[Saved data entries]
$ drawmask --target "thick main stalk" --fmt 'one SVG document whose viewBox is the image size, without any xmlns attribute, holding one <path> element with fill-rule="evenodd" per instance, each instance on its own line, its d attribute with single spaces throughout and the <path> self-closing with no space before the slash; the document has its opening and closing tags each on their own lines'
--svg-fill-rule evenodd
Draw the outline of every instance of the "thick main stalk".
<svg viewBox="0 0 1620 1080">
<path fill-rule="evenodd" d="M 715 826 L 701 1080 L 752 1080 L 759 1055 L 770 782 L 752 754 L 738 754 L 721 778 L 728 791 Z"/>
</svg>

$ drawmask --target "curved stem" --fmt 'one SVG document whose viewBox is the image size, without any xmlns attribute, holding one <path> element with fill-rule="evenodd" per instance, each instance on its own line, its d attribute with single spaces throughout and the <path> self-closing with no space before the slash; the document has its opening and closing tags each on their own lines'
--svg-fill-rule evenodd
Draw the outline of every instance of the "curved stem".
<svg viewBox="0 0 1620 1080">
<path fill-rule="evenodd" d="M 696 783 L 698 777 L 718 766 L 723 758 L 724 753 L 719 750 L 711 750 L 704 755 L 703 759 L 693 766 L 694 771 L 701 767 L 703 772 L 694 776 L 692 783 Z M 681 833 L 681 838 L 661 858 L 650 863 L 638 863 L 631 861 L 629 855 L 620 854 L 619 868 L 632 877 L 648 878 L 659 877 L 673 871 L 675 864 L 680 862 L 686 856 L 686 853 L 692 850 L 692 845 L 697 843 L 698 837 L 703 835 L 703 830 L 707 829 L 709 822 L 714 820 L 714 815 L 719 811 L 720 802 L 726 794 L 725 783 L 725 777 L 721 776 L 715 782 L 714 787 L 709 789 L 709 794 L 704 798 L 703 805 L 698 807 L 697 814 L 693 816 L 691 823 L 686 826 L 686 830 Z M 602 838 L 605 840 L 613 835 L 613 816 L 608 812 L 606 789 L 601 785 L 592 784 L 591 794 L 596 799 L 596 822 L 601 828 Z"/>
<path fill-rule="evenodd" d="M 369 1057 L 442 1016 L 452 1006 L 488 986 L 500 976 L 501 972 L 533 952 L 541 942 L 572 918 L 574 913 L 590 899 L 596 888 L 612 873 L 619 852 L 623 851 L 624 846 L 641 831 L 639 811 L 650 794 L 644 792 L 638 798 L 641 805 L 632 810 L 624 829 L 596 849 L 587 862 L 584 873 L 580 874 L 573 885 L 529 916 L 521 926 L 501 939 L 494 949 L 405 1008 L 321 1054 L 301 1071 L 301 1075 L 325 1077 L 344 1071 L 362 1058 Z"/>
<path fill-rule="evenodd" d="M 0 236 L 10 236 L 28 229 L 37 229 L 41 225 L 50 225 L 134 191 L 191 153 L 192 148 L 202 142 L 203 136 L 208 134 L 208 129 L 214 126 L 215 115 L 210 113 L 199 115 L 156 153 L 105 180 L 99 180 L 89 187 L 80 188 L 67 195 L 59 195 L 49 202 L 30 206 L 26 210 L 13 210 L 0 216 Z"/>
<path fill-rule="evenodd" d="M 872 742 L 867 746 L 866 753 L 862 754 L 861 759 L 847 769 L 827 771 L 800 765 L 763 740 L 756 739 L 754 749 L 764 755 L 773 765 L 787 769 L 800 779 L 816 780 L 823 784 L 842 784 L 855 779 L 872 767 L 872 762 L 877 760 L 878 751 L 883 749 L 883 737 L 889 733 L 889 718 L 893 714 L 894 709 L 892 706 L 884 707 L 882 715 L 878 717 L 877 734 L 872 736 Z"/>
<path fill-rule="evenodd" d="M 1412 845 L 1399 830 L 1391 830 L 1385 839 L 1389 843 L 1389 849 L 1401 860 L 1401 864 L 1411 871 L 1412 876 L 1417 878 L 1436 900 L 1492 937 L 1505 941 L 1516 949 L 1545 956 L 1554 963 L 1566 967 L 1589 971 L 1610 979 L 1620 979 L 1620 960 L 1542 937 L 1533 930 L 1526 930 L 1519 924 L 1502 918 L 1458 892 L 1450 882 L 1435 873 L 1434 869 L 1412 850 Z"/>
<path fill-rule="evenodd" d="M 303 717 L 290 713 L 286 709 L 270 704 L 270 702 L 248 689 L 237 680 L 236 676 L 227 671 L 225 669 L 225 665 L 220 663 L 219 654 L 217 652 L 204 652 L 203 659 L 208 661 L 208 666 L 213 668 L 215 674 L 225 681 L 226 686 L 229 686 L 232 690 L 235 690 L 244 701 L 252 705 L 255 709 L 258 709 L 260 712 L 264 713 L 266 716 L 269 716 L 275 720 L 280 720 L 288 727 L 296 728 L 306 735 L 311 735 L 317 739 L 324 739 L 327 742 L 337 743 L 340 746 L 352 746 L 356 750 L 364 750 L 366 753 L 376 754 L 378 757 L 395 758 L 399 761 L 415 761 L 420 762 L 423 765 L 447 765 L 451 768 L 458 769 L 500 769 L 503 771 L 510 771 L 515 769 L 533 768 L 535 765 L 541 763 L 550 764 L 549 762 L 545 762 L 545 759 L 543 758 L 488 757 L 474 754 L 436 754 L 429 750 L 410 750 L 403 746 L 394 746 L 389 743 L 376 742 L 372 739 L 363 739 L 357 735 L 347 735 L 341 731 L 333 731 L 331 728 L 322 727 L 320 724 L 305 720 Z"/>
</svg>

[REQUIRED WORK]: A complete, exact transcription of the data above is the required answer.

[RESPONSE TO THE TASK]:
$ drawmask --target "thick main stalk" --fmt 'one SVG document whose viewBox is the image size, without any xmlns attribute, holding one <path> element with fill-rule="evenodd" per instance, each instance on its own line, its d attribute with single spaces throughout and the <path> self-closing with no space before the slash; the document has its opening and closing tags each on their own lines'
--svg-fill-rule evenodd
Draw the outline of every instance of the "thick main stalk".
<svg viewBox="0 0 1620 1080">
<path fill-rule="evenodd" d="M 715 826 L 701 1080 L 752 1080 L 759 1055 L 770 782 L 752 754 L 738 754 L 721 778 L 728 791 Z"/>
</svg>

$ drawmask --target "curved stem" --fmt 'one SVG document whose viewBox is the image size, without any xmlns attribute, holding one <path> element with fill-rule="evenodd" per instance, each instance on its own line, its d attribute with single spaces throughout and the <path> self-closing with no space before the slash; the document has its opening and closing tags each on their own lines'
--svg-fill-rule evenodd
Draw the outline of every instance of the "curved stem".
<svg viewBox="0 0 1620 1080">
<path fill-rule="evenodd" d="M 696 783 L 698 777 L 718 766 L 723 758 L 724 753 L 719 750 L 711 750 L 704 755 L 703 759 L 693 766 L 694 771 L 701 767 L 703 772 L 694 776 L 692 783 Z M 681 833 L 681 838 L 661 858 L 650 863 L 638 863 L 631 861 L 629 855 L 620 854 L 619 868 L 632 877 L 648 878 L 659 877 L 673 871 L 675 864 L 680 862 L 686 856 L 686 853 L 692 850 L 692 845 L 697 843 L 698 837 L 703 835 L 703 830 L 707 829 L 709 822 L 714 820 L 714 815 L 719 811 L 720 802 L 726 794 L 725 783 L 725 777 L 721 776 L 715 782 L 714 787 L 709 789 L 709 794 L 704 798 L 703 805 L 698 807 L 697 814 L 693 816 L 691 823 L 686 826 L 686 830 Z M 602 838 L 605 840 L 613 835 L 613 816 L 608 812 L 606 789 L 601 785 L 592 784 L 591 794 L 596 799 L 596 822 L 601 828 Z"/>
<path fill-rule="evenodd" d="M 369 1057 L 442 1016 L 452 1006 L 488 986 L 500 976 L 501 972 L 533 952 L 541 942 L 572 918 L 574 913 L 590 899 L 596 888 L 612 873 L 619 852 L 623 851 L 624 846 L 641 831 L 639 811 L 650 794 L 644 792 L 638 798 L 641 805 L 632 810 L 624 829 L 596 849 L 587 862 L 584 873 L 580 874 L 573 885 L 529 916 L 521 926 L 501 939 L 494 949 L 405 1008 L 321 1054 L 301 1071 L 301 1075 L 325 1077 L 344 1071 L 362 1058 Z"/>
<path fill-rule="evenodd" d="M 0 236 L 10 236 L 28 229 L 37 229 L 41 225 L 50 225 L 134 191 L 191 153 L 192 148 L 202 142 L 203 136 L 208 134 L 208 129 L 214 126 L 215 115 L 210 113 L 199 115 L 156 153 L 105 180 L 99 180 L 89 187 L 80 188 L 67 195 L 59 195 L 49 202 L 30 206 L 26 210 L 13 210 L 0 216 Z"/>
<path fill-rule="evenodd" d="M 872 742 L 867 746 L 866 753 L 862 754 L 861 759 L 847 769 L 827 771 L 800 765 L 763 740 L 756 739 L 754 749 L 764 755 L 773 765 L 787 769 L 800 779 L 816 780 L 823 784 L 842 784 L 855 779 L 872 767 L 872 762 L 877 760 L 878 751 L 883 749 L 883 737 L 889 733 L 889 718 L 893 714 L 894 709 L 892 706 L 884 707 L 882 715 L 878 717 L 877 734 L 872 736 Z"/>
<path fill-rule="evenodd" d="M 1412 845 L 1399 830 L 1391 830 L 1385 839 L 1389 843 L 1389 849 L 1401 860 L 1401 864 L 1411 871 L 1412 876 L 1417 878 L 1436 900 L 1492 937 L 1505 941 L 1516 949 L 1545 956 L 1554 963 L 1566 967 L 1589 971 L 1610 979 L 1620 979 L 1620 960 L 1542 937 L 1533 930 L 1526 930 L 1519 924 L 1502 918 L 1458 892 L 1450 882 L 1435 873 L 1434 869 L 1412 850 Z"/>
<path fill-rule="evenodd" d="M 303 717 L 290 713 L 286 709 L 270 704 L 270 702 L 248 689 L 237 680 L 236 676 L 227 671 L 225 669 L 225 665 L 220 663 L 219 654 L 217 652 L 204 652 L 203 659 L 208 661 L 208 666 L 213 668 L 215 674 L 225 681 L 226 686 L 229 686 L 232 690 L 235 690 L 244 701 L 252 705 L 255 709 L 258 709 L 260 712 L 264 713 L 266 716 L 269 716 L 275 720 L 280 720 L 288 727 L 296 728 L 306 735 L 311 735 L 317 739 L 324 739 L 327 742 L 337 743 L 340 746 L 352 746 L 356 750 L 364 750 L 366 753 L 376 754 L 378 757 L 395 758 L 399 761 L 415 761 L 420 762 L 423 765 L 447 765 L 451 768 L 458 769 L 500 769 L 503 771 L 510 771 L 515 769 L 533 768 L 535 765 L 541 763 L 550 764 L 549 762 L 545 762 L 545 759 L 543 758 L 488 757 L 474 754 L 436 754 L 429 750 L 410 750 L 403 746 L 394 746 L 389 743 L 376 742 L 372 739 L 363 739 L 357 735 L 347 735 L 341 731 L 333 731 L 331 728 L 322 727 L 320 724 L 305 720 Z"/>
</svg>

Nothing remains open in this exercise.